Please write out exactly the lines from the one with "Set a pin on every instance of the red stem" through the end of the data below, both ends included, and omit any pictures.

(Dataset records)
◆ ◆ ◆ ◆ ◆

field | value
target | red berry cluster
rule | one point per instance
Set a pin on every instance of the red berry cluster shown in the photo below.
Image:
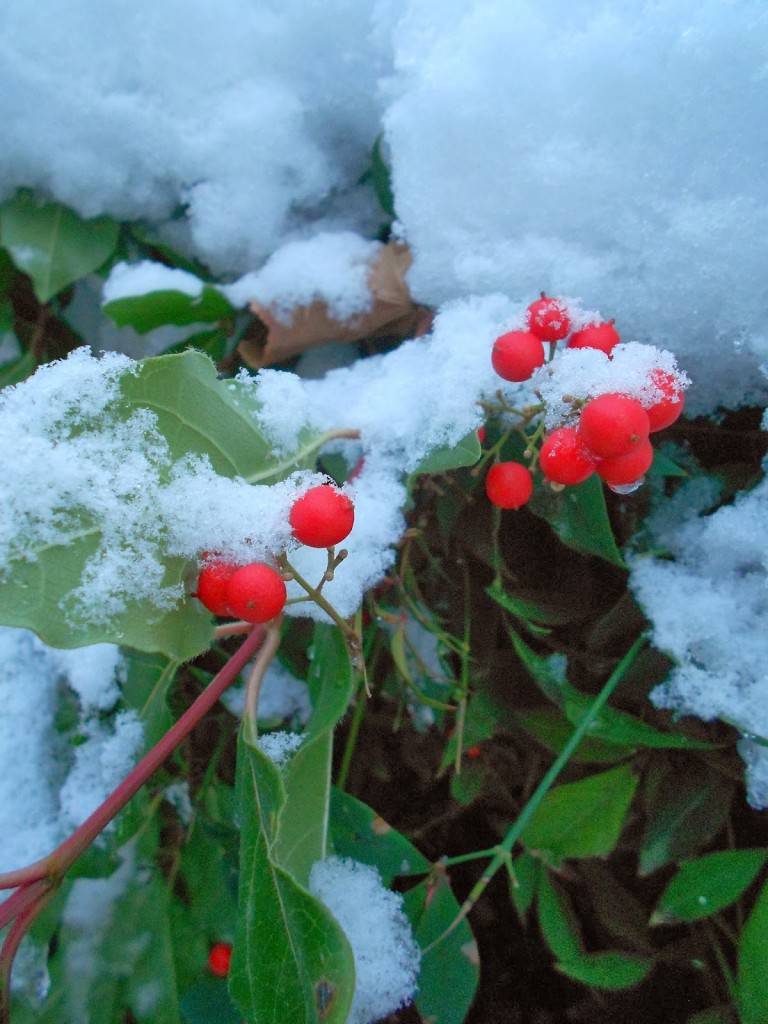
(611, 436)
(256, 593)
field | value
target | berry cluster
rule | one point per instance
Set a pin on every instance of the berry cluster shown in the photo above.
(607, 433)
(322, 517)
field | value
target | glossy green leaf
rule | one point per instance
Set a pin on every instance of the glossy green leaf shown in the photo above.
(357, 832)
(223, 429)
(450, 971)
(146, 312)
(752, 982)
(382, 179)
(707, 885)
(523, 883)
(283, 931)
(466, 453)
(580, 518)
(147, 680)
(209, 1003)
(664, 466)
(582, 819)
(558, 921)
(552, 729)
(331, 679)
(685, 807)
(609, 969)
(614, 726)
(51, 244)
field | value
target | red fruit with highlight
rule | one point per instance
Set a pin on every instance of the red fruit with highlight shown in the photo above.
(256, 593)
(548, 318)
(626, 469)
(509, 484)
(212, 583)
(565, 459)
(670, 407)
(323, 516)
(219, 958)
(603, 336)
(516, 354)
(612, 425)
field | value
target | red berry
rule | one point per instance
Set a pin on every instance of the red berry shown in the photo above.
(256, 593)
(669, 408)
(565, 459)
(603, 336)
(612, 424)
(548, 318)
(322, 517)
(509, 484)
(219, 957)
(212, 584)
(517, 354)
(624, 469)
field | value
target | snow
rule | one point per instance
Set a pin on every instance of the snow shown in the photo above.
(330, 266)
(708, 608)
(386, 957)
(130, 280)
(48, 786)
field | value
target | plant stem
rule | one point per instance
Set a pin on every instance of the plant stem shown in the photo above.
(503, 851)
(57, 862)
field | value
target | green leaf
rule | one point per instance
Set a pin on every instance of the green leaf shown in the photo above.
(580, 518)
(382, 179)
(582, 819)
(283, 931)
(523, 883)
(752, 983)
(553, 730)
(222, 428)
(610, 970)
(147, 680)
(209, 1003)
(357, 832)
(154, 309)
(686, 805)
(614, 726)
(664, 466)
(431, 907)
(558, 921)
(466, 453)
(51, 244)
(331, 679)
(707, 885)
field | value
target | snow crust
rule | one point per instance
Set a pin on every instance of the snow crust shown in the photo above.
(596, 150)
(47, 786)
(386, 957)
(708, 608)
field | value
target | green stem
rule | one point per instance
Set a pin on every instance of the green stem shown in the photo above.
(503, 851)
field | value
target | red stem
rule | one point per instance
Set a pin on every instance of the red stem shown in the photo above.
(57, 862)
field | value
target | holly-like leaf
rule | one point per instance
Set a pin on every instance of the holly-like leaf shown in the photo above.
(51, 244)
(707, 885)
(37, 586)
(283, 931)
(357, 832)
(582, 819)
(154, 309)
(580, 518)
(431, 907)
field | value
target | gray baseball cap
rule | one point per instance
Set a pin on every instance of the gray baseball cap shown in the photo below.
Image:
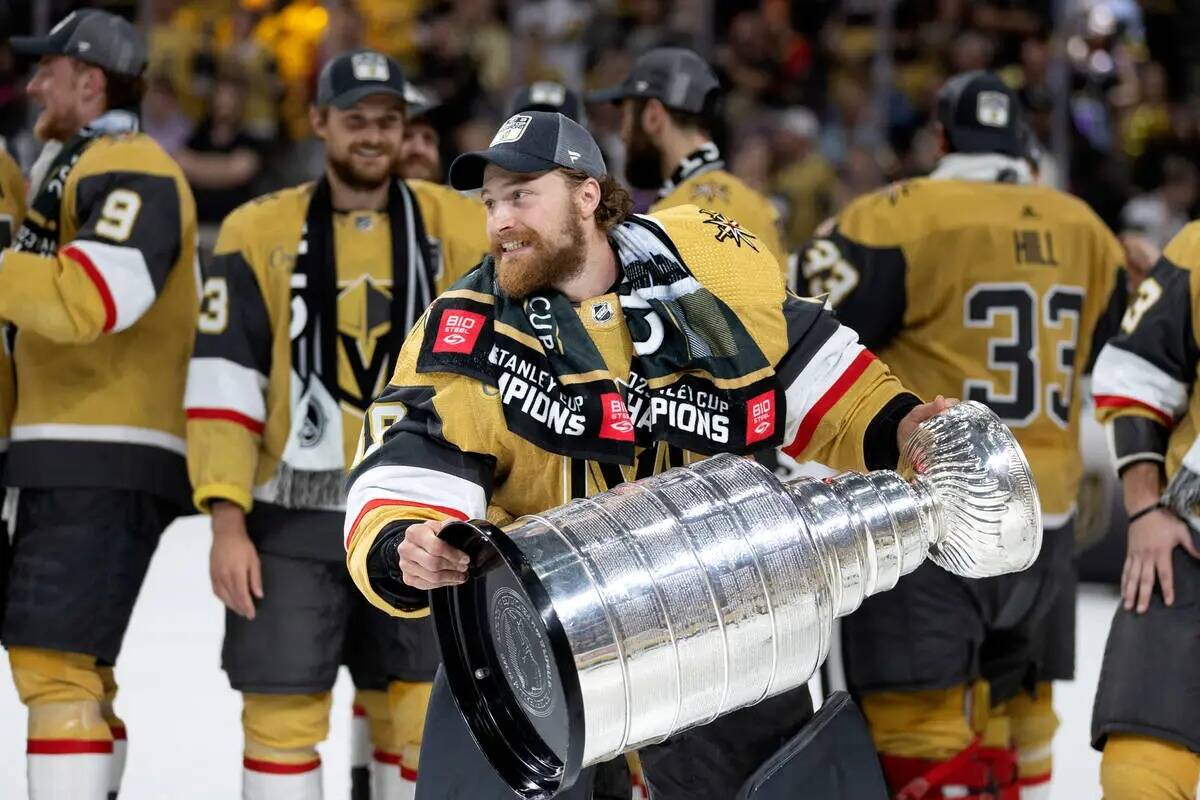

◆ ◆ ◆ ◆ ◆

SOLUTION TO THIS PROBLEM:
Set a pin on every instance of the red stem shown in the photo above.
(57, 862)
field | value
target | holly-like leaf
rule | one point per instance
Set a pin on every instance of the holly-like leaf shown in the photo above.
(51, 244)
(707, 885)
(37, 586)
(283, 931)
(357, 832)
(582, 819)
(154, 309)
(580, 518)
(431, 907)
field | value
target | gray baseball cap
rule | one point per instance
Set a pin on every instance of the gray baseball cap shown in the photo below.
Image:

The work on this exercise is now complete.